#### Assigned task A
According to the rasagiline mesylate text, what dispersive air pressure is used for the particle size analysis?
#### Assigned task B
Proceed with the rasagiline mesylate text, picking up right after its last sentence.

#### Text segment
The suspension can then be filtered, preferably under vacuum.

The process of the present invention can be performed on an industrial scale.

Instrumental Details

Particle Size Method of Analysis:

Particle Size Distribution (PSD) is determined by laser diffraction in Malvern master Sizer 2000 equipment or its equivalent:

Particle Size Distribution (by Laser Diffraction):

Instrument:

Particle size analyzer Malvern, Master sizer 2000 or equivalent
Technique              Dry dispersion method

Analysis Parameters:

Sample handling unit    Scirocco 2000
Refractive index        1.520
Absorption              0.1
Dispersant R.I.         1.000
Analysis model          General purpose
Sensitivity             Normal
Measurement time        6 seconds
Background time         6 seconds
Vibration feed rate     50%
Dispersive air pressure 3.0 bar
Measurement Cycles      3 measurements.
Distribution            Volume

Procedure:

Spread sufficient powder in the dry powder holder of sampler holding unit and close it by the sliding cover. Operate the instrument for particle size analysis.

Report:

Report the average of three measurements.

Precautions:

• 1) Sample quantity should be sufficient to pass for 6 seconds of each measurement in order to maintain the required obscuration during measurement
• 2) Do cleaning after completing the analysis.

The following examples are intended to illustrate the scope of the present invention in all its aspects but not to limit it thereto.

EXAMPLES

Although the invention has been described in terms of particular embodiments and applications, one of ordinary skill in the art, in light of this teaching, can generate additional embodiments and modifications without departing from the spirit of or exceeding the scope of the claimed invention. It should be emphasized that the above-described embodiments of the present invention, particularly any “preferred” embodiments, are merely possible examples of the invention of implementations, merely set forth for a clear understanding of the principles of the invention. Accordingly, it is to be understood that the drawings and descriptions herein are preferred by way of example to facilitate comprehension of the invention and should not be construed to limit the scope thereof.

Example-1

Rasagiline mesylate (420.0 g) was added to isopropyl alcohol (4200 ml) taken in a R.B.F. The reaction mass was heated to 60-65° C. under stirring. The reaction mixture was maintained at the same temperature until a clear solution was obtained. Heating and stirring were stopped and the reaction mixture gradually cooled to room temperature in around 15 hours. The reaction mass was filtered under vacuum and dried under vacuum (650-750 mm Hg) at 60-65° C. for around 12 hours.

Source records:
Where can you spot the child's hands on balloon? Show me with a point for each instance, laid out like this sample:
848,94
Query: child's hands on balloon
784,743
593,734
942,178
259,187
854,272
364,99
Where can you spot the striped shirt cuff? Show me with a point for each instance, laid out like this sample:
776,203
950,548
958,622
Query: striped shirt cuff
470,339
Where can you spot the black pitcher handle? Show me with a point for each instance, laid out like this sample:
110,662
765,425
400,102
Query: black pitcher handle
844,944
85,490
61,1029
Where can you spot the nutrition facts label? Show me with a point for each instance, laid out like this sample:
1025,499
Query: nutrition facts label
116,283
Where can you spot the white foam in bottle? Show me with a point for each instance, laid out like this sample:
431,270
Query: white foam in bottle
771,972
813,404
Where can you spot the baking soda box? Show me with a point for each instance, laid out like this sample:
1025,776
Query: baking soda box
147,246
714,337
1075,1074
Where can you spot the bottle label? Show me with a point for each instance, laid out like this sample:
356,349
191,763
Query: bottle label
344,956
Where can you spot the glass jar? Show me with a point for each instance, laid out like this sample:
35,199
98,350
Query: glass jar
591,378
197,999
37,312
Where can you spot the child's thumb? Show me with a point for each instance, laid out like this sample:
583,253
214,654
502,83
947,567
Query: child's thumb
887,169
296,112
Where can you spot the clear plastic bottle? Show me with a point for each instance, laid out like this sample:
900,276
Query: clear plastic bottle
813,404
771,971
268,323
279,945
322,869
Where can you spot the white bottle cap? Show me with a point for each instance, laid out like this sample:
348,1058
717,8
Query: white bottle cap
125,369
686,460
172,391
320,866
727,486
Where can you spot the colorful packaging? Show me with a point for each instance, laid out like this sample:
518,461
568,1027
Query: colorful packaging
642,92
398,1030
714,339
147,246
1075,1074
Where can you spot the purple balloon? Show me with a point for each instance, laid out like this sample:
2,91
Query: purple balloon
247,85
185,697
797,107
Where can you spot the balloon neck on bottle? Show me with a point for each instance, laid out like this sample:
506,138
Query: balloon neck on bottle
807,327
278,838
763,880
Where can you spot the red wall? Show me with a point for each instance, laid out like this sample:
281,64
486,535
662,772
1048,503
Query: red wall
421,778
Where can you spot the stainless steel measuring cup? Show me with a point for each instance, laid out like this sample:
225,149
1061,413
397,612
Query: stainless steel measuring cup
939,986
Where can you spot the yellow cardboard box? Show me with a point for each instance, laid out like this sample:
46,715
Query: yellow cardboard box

#### Task response A
3.0 bar.

#### Task response B
Dry wt=314 g. Yield=74 80%. Purity=99.6%. Particle size data (D₉₀)=292.2 μm.

Example-2

Rasagiline mesylate (462.0 g) was added to isopropyl alcohol (4620 ml) taken in a R.B.F. The reaction mass was heated to 60-65° C. under stirring. The reaction mixture was maintained at the same temperature until a clear solution was obtained. Heating and stirring were stopped and the reaction mixture gradually cooled to room temperature in around 15 hours. The reaction mass was filtered under vacuum and dried under vacuum (650-750 mm Hg) at 60-65° C. for around 12 hours.

Dry wt=367 g. Yield=79.44%. Purity=99.3% Particle size data (D₉₀)=337.1 μm.

Claims

1. Rasagiline mesylate having a 90 volume-percent of the particles (D90) with a size of about 255 microns to about 590 microns, wherein the particle size is controlled by crystallisation techniques and is devoid of comminution operations.

2. A process for preparing particulate rasagiline mesylate comprising the steps of:

i. providing a slurry of rasagiline mesylate in a suitable solvent.

ii. heating the slurry of step i upto reflux temperature to obtain a clear solution;

iii. gradual cooling to room temperature;

iv. recovering rasagiline mesylate wherein atleast 90% of the particles have a particle size of about 255 microns to about 590 microns.

3. The process according to claims 1 and 2 wherein the solvent is selected from a group comprising alcohols, esters, ethers, ketones, nitriles, hydrocarbons and the like or mixtures thereof.

4. The process according to claim 3 wherein the preferred solvent is an alcohol.